Consigne 1>
D'après l'extrait sur la protection des investissements étrangers, pourquoi l'investissement direct étranger a-t-il suscité des préoccupations particulières dans le passé ? Expliquez-le en une à trois phrases.

Extrait présenté>
━━━━━━━━

Les attitudes et les politiques à l'égard de la libéralisation des flux internationaux de capitaux ont suscité beaucoup de controverses. La raison est que la libre circulation des capitaux fait craindre une perte de souveraineté nationale et d'autres conséquences négatives possibles.

L'investissement direct étranger (IDE), plus encore que les autres types de flux de capitaux, a engendré des préoccupations de ce genre dans le passé, car il peut entraîner une prise de participation majoritaire par des sociétés multinationales, souvent de grande taille, sur lesquelles on craint que les autorités nationales n'aient guère de prise. Pour ces raisons, les gouvernements ont parfois imposé des restrictions à l'IDE en provenance de l'étranger.

C'est ainsi, que plusieurs difficultés confrontent l'investissement et les attentes légitimes des investisseurs, qui découlent du dilemme entre les impératifs contradictoires de protection de l'investisseur d'une part et de la politique de l'Etat d'autre part.

Dans ce cadre, on va étudier la portée limitée de la protection conventionnelle dans un premier chapitre. Alors qu'on va consacrer le second pour les politiques sectorielles et conciliation entre intérêts divergeant.

CHAPITRE I- LA PORTÉE LIMITÉE DE LA PROTECTION CONVENTIONNELLE:

La protection conventionnelle reste toutefois limitée car la terminologie de ses stipulations reste vague et ouvre une marge d'interprétation. Cette portée limitée se manifeste tant au niveau du principe de protection contre l'expropriation (section I) qu'au niveau des normes conventionnelles de traitement (section II).

SECTION I- LES LIMITES DU PRINCIPE DE PROTECTION CONTRE L'EXPROPRIATION

Un Etat ne peut pas garantir aux investisseurs qu'il maintiendra éternellement un environnement favorable à ses affaires. En effet, une réglementation puisse avoir un impact négatif sur les activités économiques d'un investisseur étranger et le priver de la jouissance de ses droits économiques par le biais de nationalisation, par exemple en ce qui concerne le contentieux lié à la nationalisation des terres agricoles. Une loi tunisienne de 1964 permet, en effet, de procéder à l'expropriation pure et simple, sans indemnisation, des propriétaires de terres agricoles.

━━━━━━━━

Lignes>
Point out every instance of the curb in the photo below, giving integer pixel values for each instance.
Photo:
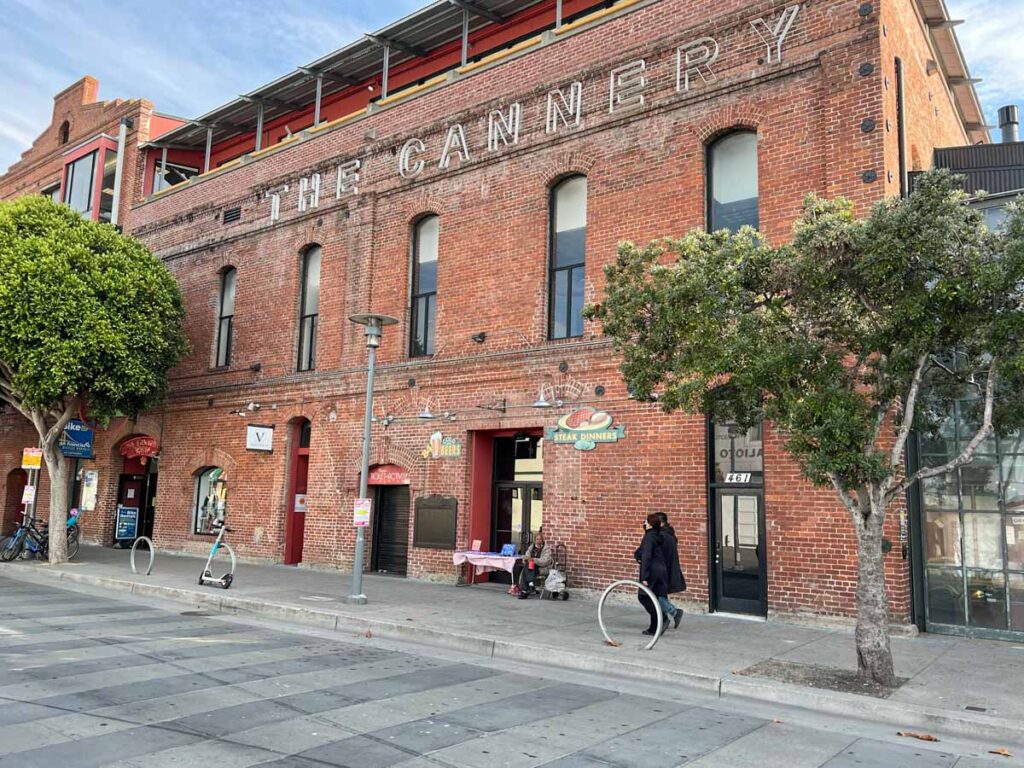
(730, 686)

━━━━━━━━

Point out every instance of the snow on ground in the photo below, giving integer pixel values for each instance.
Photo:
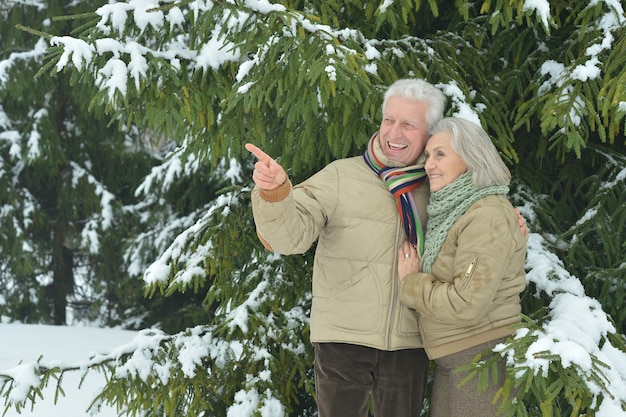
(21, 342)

━━━━━━━━

Consigne 2>
Indiquez le nombre de lignes de la liste qui contiennent la chaîne « giving », en tenant compte de la casse, et ne donnez que ce nombre.

Réponse 1>
L'investissement direct étranger peut entraîner une prise de participation majoritaire par des sociétés multinationales, souvent de grande taille. On craint que les autorités nationales n'aient guère de prise sur ces sociétés. C'est pourquoi les gouvernements ont parfois imposé des restrictions à l'IDE venant de l'étranger.

Réponse 2>
2